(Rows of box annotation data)
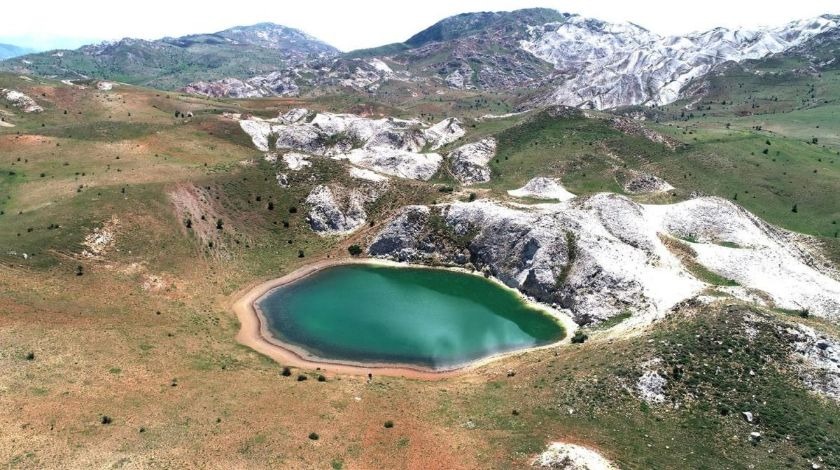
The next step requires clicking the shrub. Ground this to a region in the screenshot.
[572,330,589,344]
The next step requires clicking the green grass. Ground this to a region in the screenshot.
[462,307,840,469]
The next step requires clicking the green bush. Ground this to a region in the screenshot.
[572,330,589,344]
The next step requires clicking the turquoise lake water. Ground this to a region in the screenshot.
[258,265,564,369]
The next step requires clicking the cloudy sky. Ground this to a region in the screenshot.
[0,0,840,50]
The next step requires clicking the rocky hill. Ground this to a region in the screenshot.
[8,8,840,109]
[0,44,34,60]
[0,23,338,89]
[180,9,840,109]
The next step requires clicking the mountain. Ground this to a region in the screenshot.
[180,8,840,109]
[0,8,840,109]
[0,44,35,60]
[185,8,568,98]
[0,23,338,88]
[522,15,840,109]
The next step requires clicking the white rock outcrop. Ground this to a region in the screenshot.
[508,176,575,201]
[283,152,312,171]
[787,325,840,401]
[533,442,618,470]
[239,109,466,180]
[306,184,384,235]
[448,137,496,185]
[0,88,44,113]
[521,15,838,109]
[369,193,840,324]
[349,167,388,183]
[624,171,674,194]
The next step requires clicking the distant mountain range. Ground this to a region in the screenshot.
[0,8,840,109]
[0,44,35,60]
[0,23,339,89]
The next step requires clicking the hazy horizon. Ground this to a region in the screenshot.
[0,0,838,51]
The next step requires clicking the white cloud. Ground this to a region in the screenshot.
[0,0,840,50]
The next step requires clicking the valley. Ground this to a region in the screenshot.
[0,9,840,469]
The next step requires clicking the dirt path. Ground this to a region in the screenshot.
[231,257,576,380]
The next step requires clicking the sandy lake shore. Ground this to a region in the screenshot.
[232,258,577,380]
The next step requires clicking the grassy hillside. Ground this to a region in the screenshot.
[0,75,840,469]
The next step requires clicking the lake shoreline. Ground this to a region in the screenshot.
[232,258,577,380]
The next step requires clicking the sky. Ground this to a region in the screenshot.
[0,0,840,51]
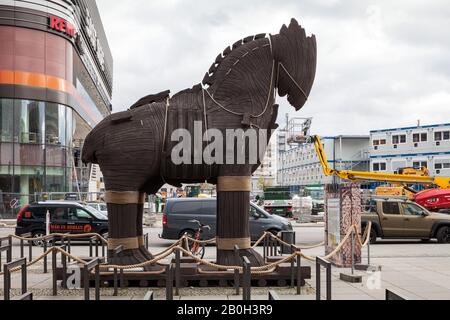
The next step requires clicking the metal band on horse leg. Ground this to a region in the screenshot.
[108,237,140,250]
[217,177,252,192]
[105,191,145,205]
[216,238,252,251]
[216,176,252,251]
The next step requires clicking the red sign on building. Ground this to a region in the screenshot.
[50,16,77,38]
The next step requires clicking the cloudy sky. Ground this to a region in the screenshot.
[97,0,450,135]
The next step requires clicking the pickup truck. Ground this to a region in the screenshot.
[361,199,450,243]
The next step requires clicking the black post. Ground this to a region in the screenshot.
[3,258,27,300]
[113,268,119,297]
[28,240,33,262]
[291,245,297,288]
[43,238,48,274]
[62,246,67,289]
[166,264,173,301]
[234,245,241,296]
[95,257,100,301]
[94,236,98,258]
[52,249,57,297]
[316,257,321,301]
[297,252,302,295]
[316,257,331,300]
[175,250,180,296]
[20,239,25,258]
[6,236,12,263]
[269,290,281,301]
[263,234,267,262]
[144,291,154,301]
[242,257,252,301]
[89,237,93,258]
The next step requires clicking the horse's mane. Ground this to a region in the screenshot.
[202,33,266,86]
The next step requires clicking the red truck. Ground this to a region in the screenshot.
[413,189,450,212]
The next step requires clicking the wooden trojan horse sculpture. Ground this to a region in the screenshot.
[83,19,316,265]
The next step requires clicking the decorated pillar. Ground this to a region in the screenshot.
[216,176,263,266]
[105,191,152,265]
[325,183,362,268]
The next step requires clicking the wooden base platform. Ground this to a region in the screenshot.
[57,257,311,288]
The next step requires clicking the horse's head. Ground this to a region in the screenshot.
[271,19,317,111]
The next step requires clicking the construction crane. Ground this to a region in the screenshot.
[310,135,450,189]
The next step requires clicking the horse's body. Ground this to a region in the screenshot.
[83,20,316,263]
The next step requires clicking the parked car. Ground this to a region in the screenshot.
[161,198,292,241]
[16,201,108,245]
[87,202,108,216]
[362,199,450,243]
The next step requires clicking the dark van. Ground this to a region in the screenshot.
[16,201,108,245]
[161,198,292,241]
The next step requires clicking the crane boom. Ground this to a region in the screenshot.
[312,136,450,189]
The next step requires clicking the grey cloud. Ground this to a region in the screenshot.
[97,0,450,135]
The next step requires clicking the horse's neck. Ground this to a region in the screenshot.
[207,48,276,129]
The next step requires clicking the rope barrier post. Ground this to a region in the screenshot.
[89,237,93,257]
[43,238,48,274]
[316,257,331,300]
[242,256,252,301]
[20,239,25,258]
[94,236,98,258]
[234,245,241,296]
[52,249,58,297]
[6,236,12,262]
[112,245,125,297]
[175,250,180,296]
[269,290,281,301]
[351,232,355,275]
[28,237,33,261]
[166,264,173,301]
[95,257,100,301]
[61,246,67,289]
[291,245,297,288]
[3,258,27,301]
[102,233,108,258]
[144,291,155,301]
[263,234,267,262]
[113,268,119,297]
[83,258,100,301]
[67,233,72,263]
[297,250,302,295]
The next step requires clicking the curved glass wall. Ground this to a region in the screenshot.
[0,99,75,212]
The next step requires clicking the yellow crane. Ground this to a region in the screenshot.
[311,135,450,189]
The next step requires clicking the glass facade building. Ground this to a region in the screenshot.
[0,0,113,217]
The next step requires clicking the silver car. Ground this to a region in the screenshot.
[161,198,292,241]
[87,202,108,216]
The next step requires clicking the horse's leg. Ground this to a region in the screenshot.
[106,191,150,270]
[217,176,264,266]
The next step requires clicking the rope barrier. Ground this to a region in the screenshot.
[0,222,372,275]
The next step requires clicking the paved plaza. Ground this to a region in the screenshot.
[0,224,450,300]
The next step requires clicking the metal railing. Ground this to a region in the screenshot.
[269,290,281,301]
[316,257,331,300]
[0,236,12,272]
[386,289,406,301]
[83,258,100,300]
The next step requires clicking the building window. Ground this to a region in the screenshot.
[413,133,428,143]
[392,134,406,144]
[373,162,386,172]
[413,161,428,168]
[434,131,450,141]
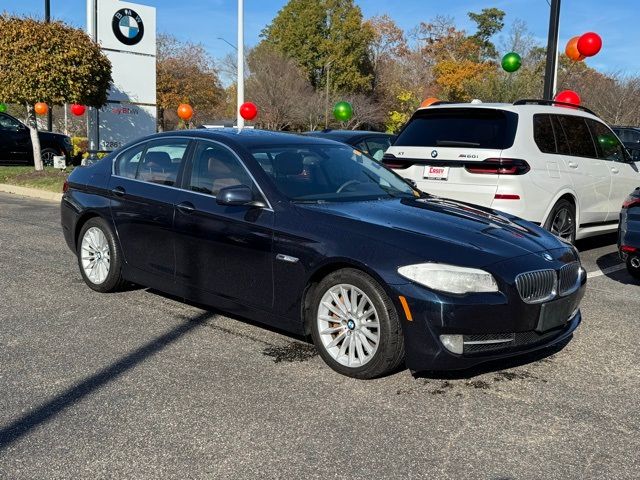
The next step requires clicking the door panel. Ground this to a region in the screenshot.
[174,142,274,310]
[109,139,190,282]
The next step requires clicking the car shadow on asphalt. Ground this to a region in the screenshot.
[413,335,573,380]
[0,312,215,451]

THE PROBLEM » Could you turn the lines of the material above into a JSON list of strings, one string per line, skipping blank lines and leaving the pictures out?

EXPECTED OUTPUT »
[
  "The next step requires clicking the shrub. Ground this to a region in the screenshot.",
  "[572,330,589,344]",
  "The next step requires clicking the green grass. Ground this to a region in the screenshot.",
  "[462,307,840,469]",
  "The next step requires clicking the green bush. Ground this to a region in the screenshot.",
  "[572,330,589,344]",
  "The next step requires clicking the turquoise lake water. Ground this to a region in the screenshot.",
  "[258,265,564,369]",
  "The next step requires clicking the cloudy sky. Ground this to a region in the screenshot.",
  "[0,0,840,50]",
  "The next step requires clicking the rocky hill. Ground this to a region in the screenshot.",
  "[8,8,840,109]",
  "[0,44,34,60]",
  "[0,23,338,89]",
  "[180,9,840,109]",
  "The next step requires clicking the mountain. Ground this to a region in the screenshot.",
  "[180,8,840,109]",
  "[0,8,840,109]",
  "[0,44,35,60]",
  "[185,8,568,98]",
  "[0,23,338,88]",
  "[522,15,840,109]",
  "The next step requires clicking the white rock outcrop. Ground this to a region in the screenshot.",
  "[508,176,575,201]",
  "[283,152,312,171]",
  "[787,325,840,401]",
  "[533,442,618,470]",
  "[239,109,466,180]",
  "[306,184,384,235]",
  "[448,137,496,185]",
  "[0,88,44,113]",
  "[521,15,838,109]",
  "[369,193,840,324]",
  "[349,167,388,183]",
  "[624,171,674,194]",
  "The next step requires clicking the distant mountain range. Ground this to a region in the screenshot.",
  "[0,8,840,109]",
  "[0,44,35,60]",
  "[0,23,339,89]",
  "The next step requires clicking the hazy horizon. Ground this to a region in the screenshot.",
  "[0,0,838,51]",
  "The next step requires clicking the white cloud. Ground this to a region in the screenshot.",
  "[0,0,840,50]",
  "The next step requires clicking the valley. Ground this to a region in the screenshot.",
  "[0,9,840,469]",
  "The next step requires clicking the dirt path. Ground this to a region in the screenshot.",
  "[231,257,576,380]",
  "The next step requires clicking the sandy lake shore. Ground this to a region in the screenshot.",
  "[232,258,577,380]",
  "The next step requires clicking the grassy hillside. Ground this to a region in the screenshot.",
  "[0,75,840,469]",
  "The next step requires clicking the lake shoreline. Ground this to a region in the screenshot.",
  "[232,258,577,380]",
  "The next step requires clicking the sky. Ground this to a region in the screenshot.",
  "[0,0,840,51]",
  "The next step requires clicking the metal band on horse leg. Ground this to a region in the screenshot.",
  "[108,237,140,250]",
  "[217,177,252,192]",
  "[105,191,145,205]",
  "[216,238,252,251]",
  "[216,176,252,251]",
  "The next step requires clicking the red sign on building. Ground this to a region in the screenshot.",
  "[50,16,77,38]",
  "The next step requires clicking the cloudy sky. Ground this to a region in the screenshot.",
  "[97,0,450,135]",
  "The next step requires clicking the pickup truck. Ground this to a region in the screenshot.",
  "[361,199,450,243]",
  "The next step requires clicking the black post. Ground this to a region in the screenshot.",
  "[3,258,27,300]",
  "[113,268,119,297]",
  "[28,240,33,262]",
  "[291,245,297,288]",
  "[43,238,48,274]",
  "[62,246,67,289]",
  "[166,264,173,301]",
  "[234,245,241,296]",
  "[95,257,100,301]",
  "[94,236,98,258]",
  "[52,249,57,297]",
  "[316,257,321,301]",
  "[297,252,302,295]",
  "[316,257,331,300]",
  "[175,250,180,296]",
  "[20,239,25,258]",
  "[6,236,12,263]",
  "[269,290,281,301]",
  "[263,234,267,262]",
  "[144,291,154,301]",
  "[242,257,252,301]",
  "[89,237,93,258]",
  "The next step requires clicking the horse's mane. Ground this to a region in the screenshot.",
  "[202,33,266,86]",
  "The next step requires clicking the red truck. Ground this to a region in the screenshot.",
  "[413,189,450,212]",
  "The next step requires clicking the wooden trojan horse sculpture. Ground this to a region in the screenshot.",
  "[83,19,316,265]",
  "The next step requires clicking the decorated pillar. Ground this to a region in the screenshot.",
  "[216,176,263,266]",
  "[105,191,152,265]",
  "[325,183,362,268]",
  "The next step requires clicking the wooden base platform. Ground this to a region in the screenshot.",
  "[57,257,311,288]",
  "The next step requires clicking the horse's head. Ground this to a region in the screenshot.",
  "[271,19,317,111]",
  "The next step requires clicking the construction crane. Ground this to a region in the screenshot.",
  "[310,135,450,189]",
  "The next step requires clicking the horse's body. Ground this to a region in the screenshot.",
  "[83,20,316,263]",
  "The next step requires clicking the parked car. Ground this to a region in the screenshot.",
  "[161,198,292,241]",
  "[16,201,108,245]",
  "[87,202,108,216]",
  "[362,199,450,243]",
  "The next step requires clicking the dark van. Ground this to a region in the screenshot.",
  "[16,201,108,245]",
  "[161,198,292,241]",
  "The next step requires clicking the crane boom. Ground this to a region in the screenshot.",
  "[312,136,450,189]",
  "The next step requires clicking the grey cloud. Ground this to a region in the screenshot.",
  "[97,0,450,135]",
  "The next step requires clicking the horse's neck. Ground this to a region in the screenshot.",
  "[207,48,276,129]",
  "The next step requires clicking the rope barrier post. Ground this to a region in the screenshot.",
  "[89,237,93,257]",
  "[43,238,48,274]",
  "[316,257,331,300]",
  "[242,256,252,301]",
  "[20,239,25,258]",
  "[94,236,98,258]",
  "[234,245,241,296]",
  "[52,249,58,297]",
  "[6,236,12,262]",
  "[112,245,125,297]",
  "[175,250,180,296]",
  "[269,290,281,301]",
  "[351,232,355,275]",
  "[28,237,33,261]",
  "[166,264,173,301]",
  "[95,257,100,301]",
  "[61,246,67,289]",
  "[291,245,297,288]",
  "[3,258,27,301]",
  "[102,233,108,258]",
  "[144,291,155,301]",
  "[263,234,267,262]",
  "[113,268,119,297]",
  "[83,258,100,301]",
  "[67,233,72,263]",
  "[297,250,302,295]",
  "The next step requires clicking the curved glass wall. Ground this to a region in the screenshot.",
  "[0,99,75,212]",
  "The next step requires clicking the yellow crane. Ground this to a region in the screenshot.",
  "[311,135,450,189]",
  "The next step requires clicking the glass facade building. Ground this to a region in the screenshot.",
  "[0,0,113,217]",
  "The next step requires clicking the silver car. Ground this to a region in the screenshot.",
  "[161,198,292,241]",
  "[87,202,108,216]",
  "The next step requires clicking the horse's leg. Ground this to a region in the screenshot.",
  "[106,191,150,270]",
  "[217,176,264,266]",
  "The next step requires clicking the rope barrier. Ground this to a region in the screenshot.",
  "[0,222,372,275]",
  "The next step requires clicking the paved plaza. Ground this to a region in the screenshot.",
  "[0,224,450,300]",
  "The next step requires clicking the metal railing. Ground this to a region in the screenshot.",
  "[269,290,281,301]",
  "[316,257,331,300]",
  "[0,236,12,272]",
  "[386,289,406,301]",
  "[83,258,100,300]",
  "The next step requires clicking the building window. Ground this to a region in the screenshot.",
  "[413,133,428,143]",
  "[392,134,406,144]",
  "[373,162,386,172]",
  "[413,161,428,168]",
  "[434,131,450,141]",
  "The next step requires clicking the door panel. Ground this to a region in the screenshot.",
  "[174,142,274,310]",
  "[109,139,190,282]",
  "The next step requires clicking the car shadow on asphalt. Ground this to a region in the screenshot.",
  "[413,335,573,380]",
  "[0,312,215,451]"
]